• GIVEN EXERCISE: Please show each line of the listing below that contains the word "parchment", copied in full.

• DATA LINES:

= = = =

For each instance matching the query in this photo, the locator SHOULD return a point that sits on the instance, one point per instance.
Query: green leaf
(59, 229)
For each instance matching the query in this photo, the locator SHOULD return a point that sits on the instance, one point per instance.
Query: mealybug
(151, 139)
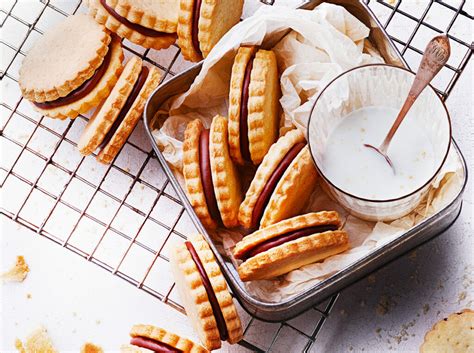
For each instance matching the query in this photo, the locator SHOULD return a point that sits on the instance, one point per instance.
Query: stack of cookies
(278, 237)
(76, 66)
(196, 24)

= = = =

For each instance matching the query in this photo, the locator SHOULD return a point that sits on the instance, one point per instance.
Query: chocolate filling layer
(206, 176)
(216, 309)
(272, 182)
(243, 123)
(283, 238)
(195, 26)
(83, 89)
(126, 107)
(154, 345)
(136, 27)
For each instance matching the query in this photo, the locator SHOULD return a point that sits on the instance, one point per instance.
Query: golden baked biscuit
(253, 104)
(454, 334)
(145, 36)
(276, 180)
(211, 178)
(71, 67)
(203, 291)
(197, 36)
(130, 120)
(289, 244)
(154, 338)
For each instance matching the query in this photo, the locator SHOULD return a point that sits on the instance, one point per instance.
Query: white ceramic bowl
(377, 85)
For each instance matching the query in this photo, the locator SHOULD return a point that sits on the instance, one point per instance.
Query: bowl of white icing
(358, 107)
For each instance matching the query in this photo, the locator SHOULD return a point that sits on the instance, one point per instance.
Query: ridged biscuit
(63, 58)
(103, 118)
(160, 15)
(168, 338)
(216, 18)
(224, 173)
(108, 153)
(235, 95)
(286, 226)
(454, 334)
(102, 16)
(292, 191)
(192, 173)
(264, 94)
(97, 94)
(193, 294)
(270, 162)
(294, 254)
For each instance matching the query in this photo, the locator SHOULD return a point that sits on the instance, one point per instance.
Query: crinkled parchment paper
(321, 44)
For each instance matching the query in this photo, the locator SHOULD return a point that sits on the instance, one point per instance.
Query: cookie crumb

= = = =

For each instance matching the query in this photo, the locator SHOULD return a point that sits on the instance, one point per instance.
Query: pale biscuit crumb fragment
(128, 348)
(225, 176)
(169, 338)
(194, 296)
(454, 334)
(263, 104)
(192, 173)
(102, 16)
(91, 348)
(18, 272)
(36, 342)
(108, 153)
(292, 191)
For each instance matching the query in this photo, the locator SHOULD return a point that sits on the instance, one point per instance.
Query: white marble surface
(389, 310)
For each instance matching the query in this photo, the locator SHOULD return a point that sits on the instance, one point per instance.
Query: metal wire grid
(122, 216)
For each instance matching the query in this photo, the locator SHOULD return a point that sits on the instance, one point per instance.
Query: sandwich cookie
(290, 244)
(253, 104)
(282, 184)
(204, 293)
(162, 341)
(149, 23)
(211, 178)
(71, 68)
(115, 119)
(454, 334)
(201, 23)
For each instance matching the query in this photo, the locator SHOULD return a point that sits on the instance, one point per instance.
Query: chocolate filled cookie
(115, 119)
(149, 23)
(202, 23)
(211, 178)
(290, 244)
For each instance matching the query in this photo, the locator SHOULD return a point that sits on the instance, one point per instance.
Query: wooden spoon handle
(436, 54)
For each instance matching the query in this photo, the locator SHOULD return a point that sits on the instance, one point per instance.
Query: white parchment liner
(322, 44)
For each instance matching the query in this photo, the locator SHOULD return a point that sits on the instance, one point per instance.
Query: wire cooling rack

= = = =

• EXERCISE RESPONSE:
Query: crinkled parchment paper
Query: white parchment liner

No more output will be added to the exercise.